▸ Request
List every line of the material below that contains the word "house".

▸ Material
"""

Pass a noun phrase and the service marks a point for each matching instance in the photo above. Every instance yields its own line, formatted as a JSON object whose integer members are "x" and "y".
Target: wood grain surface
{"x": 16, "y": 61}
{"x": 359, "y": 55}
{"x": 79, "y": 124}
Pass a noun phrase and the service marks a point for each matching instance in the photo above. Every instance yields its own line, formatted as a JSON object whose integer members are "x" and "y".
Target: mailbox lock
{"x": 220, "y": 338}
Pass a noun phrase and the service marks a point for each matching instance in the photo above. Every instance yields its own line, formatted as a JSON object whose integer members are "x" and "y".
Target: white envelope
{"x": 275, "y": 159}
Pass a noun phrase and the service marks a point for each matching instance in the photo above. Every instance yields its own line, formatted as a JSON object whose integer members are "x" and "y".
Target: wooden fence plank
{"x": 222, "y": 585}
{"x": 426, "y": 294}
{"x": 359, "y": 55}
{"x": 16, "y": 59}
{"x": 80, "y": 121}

"""
"""

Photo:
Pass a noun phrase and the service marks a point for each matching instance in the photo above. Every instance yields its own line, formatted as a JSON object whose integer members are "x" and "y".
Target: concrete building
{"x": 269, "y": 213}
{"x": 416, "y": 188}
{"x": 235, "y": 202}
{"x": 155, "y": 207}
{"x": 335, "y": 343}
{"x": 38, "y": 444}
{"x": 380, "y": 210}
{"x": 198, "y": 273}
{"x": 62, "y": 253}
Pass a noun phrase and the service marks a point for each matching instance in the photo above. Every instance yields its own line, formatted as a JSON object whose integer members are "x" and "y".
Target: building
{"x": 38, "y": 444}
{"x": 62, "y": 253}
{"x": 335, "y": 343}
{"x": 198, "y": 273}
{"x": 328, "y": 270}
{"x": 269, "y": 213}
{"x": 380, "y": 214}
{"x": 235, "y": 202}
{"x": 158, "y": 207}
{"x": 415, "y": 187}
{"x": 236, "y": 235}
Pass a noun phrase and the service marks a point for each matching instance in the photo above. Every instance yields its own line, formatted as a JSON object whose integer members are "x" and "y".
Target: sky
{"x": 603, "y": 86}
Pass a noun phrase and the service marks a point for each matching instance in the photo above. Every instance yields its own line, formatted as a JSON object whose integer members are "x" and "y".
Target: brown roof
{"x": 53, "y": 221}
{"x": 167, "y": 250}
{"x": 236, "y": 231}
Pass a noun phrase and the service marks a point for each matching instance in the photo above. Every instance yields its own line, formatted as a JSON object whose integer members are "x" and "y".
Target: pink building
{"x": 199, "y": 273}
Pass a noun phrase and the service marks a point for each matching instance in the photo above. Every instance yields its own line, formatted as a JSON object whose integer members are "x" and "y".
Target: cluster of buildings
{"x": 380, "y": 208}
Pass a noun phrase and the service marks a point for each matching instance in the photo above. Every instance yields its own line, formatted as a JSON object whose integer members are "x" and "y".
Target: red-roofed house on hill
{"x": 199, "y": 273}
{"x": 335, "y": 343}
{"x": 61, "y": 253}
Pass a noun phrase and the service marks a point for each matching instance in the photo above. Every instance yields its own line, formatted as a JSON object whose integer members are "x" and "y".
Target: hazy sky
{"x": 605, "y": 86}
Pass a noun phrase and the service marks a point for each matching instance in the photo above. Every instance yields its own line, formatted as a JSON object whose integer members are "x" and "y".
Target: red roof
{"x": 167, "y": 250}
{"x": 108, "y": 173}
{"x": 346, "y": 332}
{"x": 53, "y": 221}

"""
"""

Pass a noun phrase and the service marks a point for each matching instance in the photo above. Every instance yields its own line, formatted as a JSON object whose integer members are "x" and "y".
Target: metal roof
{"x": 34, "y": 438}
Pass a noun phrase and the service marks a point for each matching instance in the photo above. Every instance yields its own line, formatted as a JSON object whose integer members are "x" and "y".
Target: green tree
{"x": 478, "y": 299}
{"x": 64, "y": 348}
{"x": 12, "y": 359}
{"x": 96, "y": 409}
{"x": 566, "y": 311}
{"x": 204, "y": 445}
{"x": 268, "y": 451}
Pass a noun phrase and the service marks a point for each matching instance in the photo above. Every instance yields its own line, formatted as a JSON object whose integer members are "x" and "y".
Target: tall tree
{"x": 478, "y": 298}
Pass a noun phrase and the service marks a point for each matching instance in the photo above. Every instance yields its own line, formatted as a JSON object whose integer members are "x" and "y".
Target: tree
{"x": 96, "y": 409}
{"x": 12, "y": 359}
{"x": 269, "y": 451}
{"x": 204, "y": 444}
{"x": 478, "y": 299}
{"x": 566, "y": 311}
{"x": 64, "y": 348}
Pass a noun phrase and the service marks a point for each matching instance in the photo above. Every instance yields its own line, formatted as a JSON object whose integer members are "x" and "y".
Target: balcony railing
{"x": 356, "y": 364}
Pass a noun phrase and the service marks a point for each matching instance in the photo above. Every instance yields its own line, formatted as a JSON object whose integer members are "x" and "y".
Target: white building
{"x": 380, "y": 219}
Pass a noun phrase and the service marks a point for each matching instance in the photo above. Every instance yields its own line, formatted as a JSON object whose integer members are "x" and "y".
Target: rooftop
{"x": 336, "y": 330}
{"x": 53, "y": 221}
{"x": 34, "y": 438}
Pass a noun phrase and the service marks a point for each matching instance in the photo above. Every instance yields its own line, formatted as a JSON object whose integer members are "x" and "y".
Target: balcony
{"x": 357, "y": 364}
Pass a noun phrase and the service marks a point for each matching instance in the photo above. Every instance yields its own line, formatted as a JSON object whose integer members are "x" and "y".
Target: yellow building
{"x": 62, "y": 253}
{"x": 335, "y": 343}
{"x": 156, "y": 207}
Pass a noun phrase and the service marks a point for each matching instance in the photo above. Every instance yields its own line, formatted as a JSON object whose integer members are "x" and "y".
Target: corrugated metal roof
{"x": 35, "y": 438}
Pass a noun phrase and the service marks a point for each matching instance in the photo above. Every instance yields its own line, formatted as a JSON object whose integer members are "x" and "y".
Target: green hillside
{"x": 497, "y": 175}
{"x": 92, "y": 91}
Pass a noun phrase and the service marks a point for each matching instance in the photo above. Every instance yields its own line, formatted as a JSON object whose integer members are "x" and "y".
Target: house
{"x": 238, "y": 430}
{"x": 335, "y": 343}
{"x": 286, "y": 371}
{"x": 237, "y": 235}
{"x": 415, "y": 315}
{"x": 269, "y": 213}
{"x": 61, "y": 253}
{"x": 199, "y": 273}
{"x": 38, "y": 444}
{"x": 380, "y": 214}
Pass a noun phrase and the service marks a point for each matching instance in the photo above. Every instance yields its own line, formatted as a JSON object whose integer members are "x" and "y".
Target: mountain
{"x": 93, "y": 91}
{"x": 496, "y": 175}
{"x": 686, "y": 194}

"""

▸ Answer to the problem
Target: red-roofed house on hill
Target: house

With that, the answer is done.